Using the entries below, output exactly the line containing "Accessibility service: describe the position of every statue of" and all lines that follow it to the end.

::: RECORDS :::

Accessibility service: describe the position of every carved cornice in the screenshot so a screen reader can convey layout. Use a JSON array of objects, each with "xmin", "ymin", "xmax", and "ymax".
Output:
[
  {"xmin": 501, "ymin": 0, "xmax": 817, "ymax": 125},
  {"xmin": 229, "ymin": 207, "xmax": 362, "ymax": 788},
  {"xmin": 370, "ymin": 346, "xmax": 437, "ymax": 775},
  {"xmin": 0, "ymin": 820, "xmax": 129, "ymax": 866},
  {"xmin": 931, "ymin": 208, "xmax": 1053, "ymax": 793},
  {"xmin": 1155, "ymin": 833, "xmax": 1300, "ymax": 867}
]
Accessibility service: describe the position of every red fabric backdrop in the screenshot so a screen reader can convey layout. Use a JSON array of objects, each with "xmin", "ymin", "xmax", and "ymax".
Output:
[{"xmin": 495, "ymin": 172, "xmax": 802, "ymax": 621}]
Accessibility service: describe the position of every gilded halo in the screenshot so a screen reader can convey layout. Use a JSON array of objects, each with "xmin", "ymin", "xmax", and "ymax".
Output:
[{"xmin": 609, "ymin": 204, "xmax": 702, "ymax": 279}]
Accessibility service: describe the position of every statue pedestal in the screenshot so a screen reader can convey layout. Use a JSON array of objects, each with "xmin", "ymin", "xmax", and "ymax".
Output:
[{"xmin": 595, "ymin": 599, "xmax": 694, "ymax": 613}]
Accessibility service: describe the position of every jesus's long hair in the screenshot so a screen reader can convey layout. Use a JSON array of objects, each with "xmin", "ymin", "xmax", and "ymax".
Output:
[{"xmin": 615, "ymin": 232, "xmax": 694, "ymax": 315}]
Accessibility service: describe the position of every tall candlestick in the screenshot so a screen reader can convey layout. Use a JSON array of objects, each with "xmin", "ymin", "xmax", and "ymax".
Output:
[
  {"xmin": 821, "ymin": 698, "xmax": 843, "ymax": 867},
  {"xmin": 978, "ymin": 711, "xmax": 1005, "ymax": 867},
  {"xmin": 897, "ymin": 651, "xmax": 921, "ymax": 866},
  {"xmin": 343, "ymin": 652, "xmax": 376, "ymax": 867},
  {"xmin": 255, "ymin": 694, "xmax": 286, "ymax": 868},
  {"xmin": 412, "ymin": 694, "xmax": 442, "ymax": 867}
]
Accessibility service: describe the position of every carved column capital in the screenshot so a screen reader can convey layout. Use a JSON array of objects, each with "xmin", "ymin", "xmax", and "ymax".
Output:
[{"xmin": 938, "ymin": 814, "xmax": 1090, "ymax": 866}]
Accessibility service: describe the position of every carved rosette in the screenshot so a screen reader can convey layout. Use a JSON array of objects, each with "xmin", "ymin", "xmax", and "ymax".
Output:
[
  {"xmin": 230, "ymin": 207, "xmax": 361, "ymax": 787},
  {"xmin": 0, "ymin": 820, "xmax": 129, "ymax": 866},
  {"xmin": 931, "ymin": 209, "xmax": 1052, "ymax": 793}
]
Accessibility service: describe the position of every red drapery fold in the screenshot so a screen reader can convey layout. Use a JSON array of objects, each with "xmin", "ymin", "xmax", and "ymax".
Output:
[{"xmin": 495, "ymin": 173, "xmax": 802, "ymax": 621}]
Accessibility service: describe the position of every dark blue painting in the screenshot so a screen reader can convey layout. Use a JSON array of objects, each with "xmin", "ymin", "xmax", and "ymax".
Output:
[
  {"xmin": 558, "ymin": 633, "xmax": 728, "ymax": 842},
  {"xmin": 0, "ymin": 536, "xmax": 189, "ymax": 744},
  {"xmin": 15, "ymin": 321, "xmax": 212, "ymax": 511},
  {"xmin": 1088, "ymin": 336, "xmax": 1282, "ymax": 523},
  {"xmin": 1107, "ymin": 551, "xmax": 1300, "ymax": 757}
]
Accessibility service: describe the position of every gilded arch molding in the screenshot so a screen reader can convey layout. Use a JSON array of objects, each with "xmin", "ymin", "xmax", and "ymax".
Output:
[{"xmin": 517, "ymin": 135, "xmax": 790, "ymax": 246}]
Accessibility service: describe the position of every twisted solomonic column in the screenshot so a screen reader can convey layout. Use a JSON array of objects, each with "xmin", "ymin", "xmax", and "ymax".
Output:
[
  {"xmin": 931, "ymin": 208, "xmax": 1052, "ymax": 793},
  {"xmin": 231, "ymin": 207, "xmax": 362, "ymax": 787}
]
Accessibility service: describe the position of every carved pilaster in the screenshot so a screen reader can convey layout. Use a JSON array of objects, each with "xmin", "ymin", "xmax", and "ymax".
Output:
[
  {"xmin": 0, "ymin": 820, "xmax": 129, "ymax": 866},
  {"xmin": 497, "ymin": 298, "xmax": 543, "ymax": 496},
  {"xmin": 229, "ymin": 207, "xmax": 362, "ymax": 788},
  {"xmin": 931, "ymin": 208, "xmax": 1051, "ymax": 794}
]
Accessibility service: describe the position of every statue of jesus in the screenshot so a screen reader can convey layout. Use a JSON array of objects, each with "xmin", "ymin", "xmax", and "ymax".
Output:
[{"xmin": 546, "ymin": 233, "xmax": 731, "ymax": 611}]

:::

### YOUR SOLUTION
Accessibility service: describe the position of every statue of jesus in the screenshot so a screen reader can convey layout. Use a JSON array of objects, each with "xmin", "ymin", "xmax", and "ymax".
Output:
[{"xmin": 546, "ymin": 233, "xmax": 731, "ymax": 611}]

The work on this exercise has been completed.